== What you should do ==
Write out, precisely and in full, each line of the material.

== Supplied material ==

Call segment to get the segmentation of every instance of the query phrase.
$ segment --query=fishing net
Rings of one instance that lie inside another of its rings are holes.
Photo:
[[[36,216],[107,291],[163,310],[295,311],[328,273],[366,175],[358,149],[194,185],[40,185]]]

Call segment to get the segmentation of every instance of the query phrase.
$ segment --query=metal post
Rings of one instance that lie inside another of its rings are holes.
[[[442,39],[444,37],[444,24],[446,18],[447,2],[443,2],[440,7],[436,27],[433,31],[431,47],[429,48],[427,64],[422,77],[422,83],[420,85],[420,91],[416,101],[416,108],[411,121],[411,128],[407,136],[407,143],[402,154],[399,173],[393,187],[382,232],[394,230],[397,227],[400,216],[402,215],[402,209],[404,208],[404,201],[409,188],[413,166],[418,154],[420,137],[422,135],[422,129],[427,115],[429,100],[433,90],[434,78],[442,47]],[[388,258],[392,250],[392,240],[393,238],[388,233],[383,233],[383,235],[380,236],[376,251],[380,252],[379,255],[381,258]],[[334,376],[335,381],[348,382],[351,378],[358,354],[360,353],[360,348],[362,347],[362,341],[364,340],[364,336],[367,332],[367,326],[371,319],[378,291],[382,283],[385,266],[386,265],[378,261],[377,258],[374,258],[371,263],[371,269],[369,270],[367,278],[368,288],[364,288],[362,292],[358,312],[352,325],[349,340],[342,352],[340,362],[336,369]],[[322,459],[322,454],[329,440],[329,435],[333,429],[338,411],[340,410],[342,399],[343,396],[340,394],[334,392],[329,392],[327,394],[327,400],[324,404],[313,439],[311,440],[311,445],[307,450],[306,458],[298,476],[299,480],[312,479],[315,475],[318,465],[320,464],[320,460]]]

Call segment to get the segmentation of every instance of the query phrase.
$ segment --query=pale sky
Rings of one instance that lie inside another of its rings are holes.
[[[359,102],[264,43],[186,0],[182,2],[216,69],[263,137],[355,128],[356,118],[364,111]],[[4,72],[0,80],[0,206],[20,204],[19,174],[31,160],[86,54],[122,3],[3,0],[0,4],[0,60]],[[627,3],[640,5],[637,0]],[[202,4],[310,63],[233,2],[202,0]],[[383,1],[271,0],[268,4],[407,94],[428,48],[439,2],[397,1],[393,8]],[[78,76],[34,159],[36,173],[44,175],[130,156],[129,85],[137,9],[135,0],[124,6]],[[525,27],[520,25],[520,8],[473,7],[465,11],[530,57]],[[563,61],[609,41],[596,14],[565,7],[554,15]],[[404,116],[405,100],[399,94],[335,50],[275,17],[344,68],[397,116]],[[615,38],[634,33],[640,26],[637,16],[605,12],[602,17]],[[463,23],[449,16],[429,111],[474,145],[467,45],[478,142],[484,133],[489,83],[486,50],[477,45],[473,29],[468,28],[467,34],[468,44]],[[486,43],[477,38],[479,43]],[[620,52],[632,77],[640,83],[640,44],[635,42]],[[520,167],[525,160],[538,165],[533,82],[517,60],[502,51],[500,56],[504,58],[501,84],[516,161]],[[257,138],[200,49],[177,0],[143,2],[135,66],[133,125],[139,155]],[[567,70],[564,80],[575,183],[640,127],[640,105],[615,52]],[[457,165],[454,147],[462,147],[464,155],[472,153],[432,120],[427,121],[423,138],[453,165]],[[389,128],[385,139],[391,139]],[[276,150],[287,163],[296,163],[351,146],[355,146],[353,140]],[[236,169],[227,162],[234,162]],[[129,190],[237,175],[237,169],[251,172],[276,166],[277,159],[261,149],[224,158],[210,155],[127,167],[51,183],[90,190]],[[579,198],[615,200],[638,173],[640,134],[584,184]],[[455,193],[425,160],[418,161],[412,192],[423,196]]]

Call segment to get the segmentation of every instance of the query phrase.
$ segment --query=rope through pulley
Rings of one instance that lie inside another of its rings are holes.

== Response area ==
Call segment to get the segmentation of every instance of the query phrase.
$ segment --query=fishing net
Rings of one instance that lie inside another of its rings are holes.
Photo:
[[[36,216],[107,291],[163,310],[295,311],[328,273],[366,175],[358,149],[194,185],[40,185]]]

Call segment to get the segmentation of every instance of the query phrase.
$ segment --query=metal post
Rings of one instance that lie inside another of its rings are holes.
[[[442,39],[444,37],[444,24],[446,18],[447,2],[443,2],[440,7],[436,27],[433,31],[431,47],[429,48],[427,64],[422,77],[422,83],[420,85],[420,91],[416,101],[416,108],[411,121],[411,128],[407,136],[407,143],[402,154],[399,173],[393,187],[382,232],[394,230],[397,227],[400,216],[402,215],[402,209],[404,208],[404,201],[409,188],[413,166],[418,154],[420,137],[422,135],[422,129],[427,115],[429,100],[433,90],[434,78],[442,47]],[[388,258],[392,250],[392,240],[393,238],[388,233],[383,233],[383,235],[380,236],[376,251],[380,252],[379,255],[381,258]],[[334,376],[335,381],[348,382],[351,378],[358,354],[360,353],[360,348],[362,347],[362,341],[364,340],[364,336],[367,332],[367,326],[371,319],[378,291],[382,283],[385,266],[386,265],[378,261],[377,258],[374,258],[371,263],[371,269],[369,270],[367,278],[368,288],[364,288],[362,292],[358,312],[352,325],[349,340],[342,352],[340,362],[336,369]],[[322,459],[322,454],[329,440],[329,435],[333,429],[338,411],[340,410],[342,399],[343,396],[340,394],[334,392],[329,392],[327,394],[327,400],[324,404],[313,439],[311,440],[311,445],[307,450],[306,458],[298,476],[299,480],[312,479],[315,475],[318,465],[320,464],[320,460]]]

Call segment to get the segmentation of every instance of the query phrase.
$ segment --query=pale sky
Rings of one instance that lie inside another of its rings are holes.
[[[359,102],[264,43],[186,0],[182,2],[216,69],[263,137],[355,128],[356,118],[364,111]],[[4,72],[0,80],[0,206],[20,204],[19,174],[31,160],[86,54],[122,3],[3,0],[0,4],[0,60]],[[627,3],[640,5],[637,0]],[[202,4],[310,63],[233,2],[202,0]],[[383,1],[271,0],[268,4],[407,94],[428,48],[439,2],[397,1],[393,8]],[[78,76],[34,159],[36,173],[44,175],[130,156],[129,85],[137,9],[135,0],[124,6]],[[525,27],[520,25],[520,8],[473,7],[465,11],[530,57]],[[563,61],[609,41],[596,14],[565,7],[554,15]],[[404,116],[405,100],[399,94],[335,50],[275,17],[344,68],[397,116]],[[615,38],[634,33],[640,26],[637,16],[605,12],[602,17]],[[463,23],[449,16],[429,111],[474,145],[467,45],[478,142],[484,133],[489,83],[486,50],[477,45],[473,29],[468,28],[467,34],[468,44]],[[486,43],[477,38],[479,43]],[[620,52],[632,77],[640,83],[640,44],[635,42]],[[520,167],[525,160],[538,165],[533,82],[517,60],[502,51],[500,56],[504,58],[501,84],[516,161]],[[257,138],[200,49],[177,0],[143,2],[135,66],[133,125],[139,155]],[[567,70],[564,80],[575,183],[640,127],[640,105],[615,52]],[[457,165],[454,147],[462,147],[464,155],[472,153],[432,120],[427,121],[423,138],[453,165]],[[389,128],[385,139],[391,139]],[[276,150],[287,163],[296,163],[351,146],[355,146],[353,140]],[[236,169],[227,162],[234,162]],[[129,190],[237,175],[237,169],[251,172],[276,166],[277,159],[261,149],[224,158],[210,155],[127,167],[51,183],[90,190]],[[579,198],[615,200],[638,173],[640,134],[584,184]],[[455,193],[425,160],[418,161],[412,192],[423,196]]]

Call segment to get the segmentation of every instance of the query phrase.
$ segment --query=rope through pulley
Rings of one instance that lie inside another of its rings are holes.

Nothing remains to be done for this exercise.